___ Source data

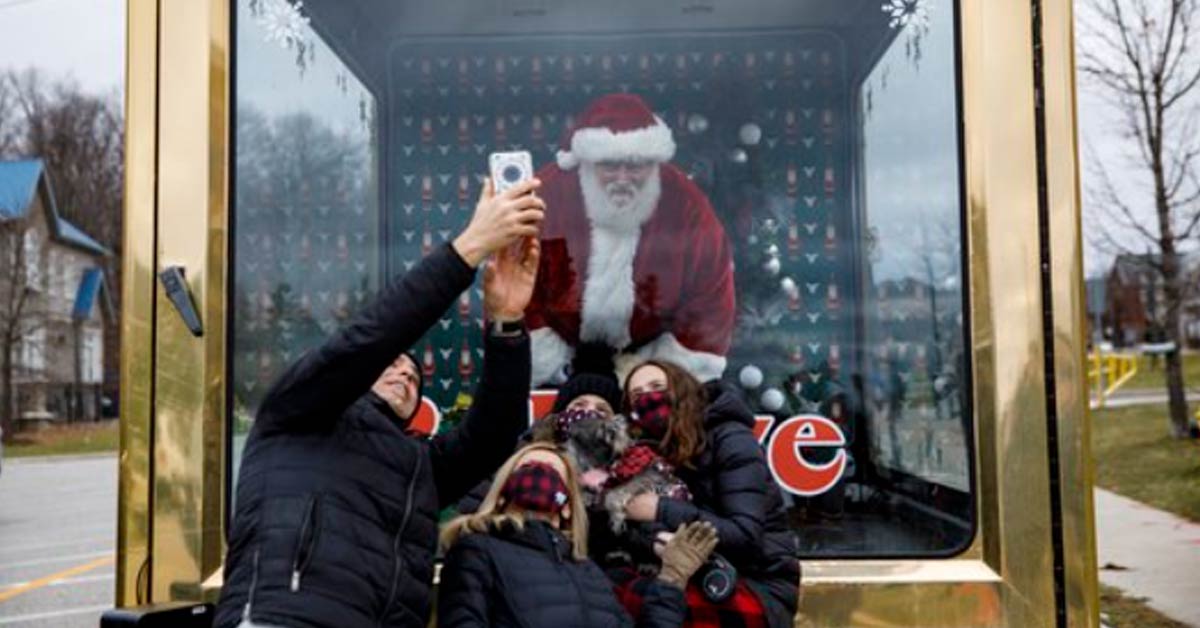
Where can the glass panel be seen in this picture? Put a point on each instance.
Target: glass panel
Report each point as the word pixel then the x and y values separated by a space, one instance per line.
pixel 306 205
pixel 791 221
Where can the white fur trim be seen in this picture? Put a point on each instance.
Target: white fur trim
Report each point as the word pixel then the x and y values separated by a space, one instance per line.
pixel 609 291
pixel 703 365
pixel 652 143
pixel 551 353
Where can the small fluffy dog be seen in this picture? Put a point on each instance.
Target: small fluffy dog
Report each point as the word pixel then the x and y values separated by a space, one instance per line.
pixel 627 468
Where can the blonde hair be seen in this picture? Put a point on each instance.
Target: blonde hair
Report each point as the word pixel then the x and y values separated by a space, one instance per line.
pixel 490 515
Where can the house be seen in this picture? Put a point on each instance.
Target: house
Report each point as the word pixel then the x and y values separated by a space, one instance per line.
pixel 1137 304
pixel 59 360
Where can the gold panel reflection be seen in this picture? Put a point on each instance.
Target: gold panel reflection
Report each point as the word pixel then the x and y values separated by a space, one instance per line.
pixel 1069 310
pixel 190 371
pixel 137 300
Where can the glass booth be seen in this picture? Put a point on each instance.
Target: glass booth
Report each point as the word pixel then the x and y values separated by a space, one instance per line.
pixel 850 221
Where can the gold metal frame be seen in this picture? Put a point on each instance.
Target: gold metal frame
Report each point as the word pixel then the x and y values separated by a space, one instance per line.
pixel 178 213
pixel 174 384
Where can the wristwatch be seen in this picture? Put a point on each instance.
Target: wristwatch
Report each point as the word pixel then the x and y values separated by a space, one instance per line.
pixel 508 328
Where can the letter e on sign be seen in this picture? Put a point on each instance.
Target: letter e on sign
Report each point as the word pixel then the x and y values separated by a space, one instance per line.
pixel 787 464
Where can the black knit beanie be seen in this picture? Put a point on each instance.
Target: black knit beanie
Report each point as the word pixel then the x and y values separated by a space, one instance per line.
pixel 592 374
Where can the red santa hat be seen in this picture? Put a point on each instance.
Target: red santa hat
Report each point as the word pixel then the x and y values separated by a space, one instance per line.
pixel 616 127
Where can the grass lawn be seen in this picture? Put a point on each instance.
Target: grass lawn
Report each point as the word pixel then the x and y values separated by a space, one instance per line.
pixel 1137 456
pixel 1147 377
pixel 1119 610
pixel 81 438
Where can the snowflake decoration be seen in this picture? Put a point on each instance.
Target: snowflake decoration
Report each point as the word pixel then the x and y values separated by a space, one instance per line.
pixel 282 22
pixel 907 13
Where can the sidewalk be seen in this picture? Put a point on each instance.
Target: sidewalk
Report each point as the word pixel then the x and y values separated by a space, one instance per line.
pixel 1138 396
pixel 1150 554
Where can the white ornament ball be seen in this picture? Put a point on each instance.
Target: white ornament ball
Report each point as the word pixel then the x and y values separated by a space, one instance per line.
pixel 789 286
pixel 750 376
pixel 750 133
pixel 772 399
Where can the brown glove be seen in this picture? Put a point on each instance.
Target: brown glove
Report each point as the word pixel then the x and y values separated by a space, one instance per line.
pixel 687 550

______

• Brief: Only the lines from the one containing "Where can the letter" to the end of the listing belong in the output, each reproduced exactly.

• Result of this task:
Where can the letter e on sign be seen in this picture? Put a point on each instance.
Target: letter e on sign
Report each point as the word pixel then the x and y values separated by a space, one instance per line.
pixel 787 464
Where can the black knit beanie be seen in this picture? Put a point on each instance.
Target: black knit beanie
Report each point as the word pixel then the x and y values separated by a space, one instance per line.
pixel 592 374
Where can the red santa hat be seen in this picture? Put a point on each instance.
Target: red santa hat
Report each point as the word pixel then the x and y values separated by a space, one instance per line.
pixel 616 127
Where can the grass lawn be seen in this picture? Put a point on each instance.
Target: grass lawn
Report each point as the word pixel then the x and y values separated by a space, one instance per line.
pixel 1137 456
pixel 1147 377
pixel 1119 610
pixel 81 438
Where can the snowflake decoration be seen in this picture? Put a point on each instance.
Target: snowflake decoration
Report each point as the word pixel then the x and y values separated by a space, one instance per line.
pixel 282 22
pixel 907 13
Where can the sidewalk be seen in this picture? Put a point on each instance.
Target: sidewalk
Report each point as the word pixel then the x and y values separated by a space, one instance per line.
pixel 1138 396
pixel 1150 554
Where can the white ornament ball be seen in this picture? Put a point on each instance.
Target: white ornament ball
Report each point as the word pixel then the x and y values separated by a space, one instance per line.
pixel 789 286
pixel 750 376
pixel 750 133
pixel 772 399
Where can the brown glove be seen in this picture? Put a point on each instance.
Target: brown glove
Report each point as the word pixel then the x and y values separated by a space, one instance per line.
pixel 687 550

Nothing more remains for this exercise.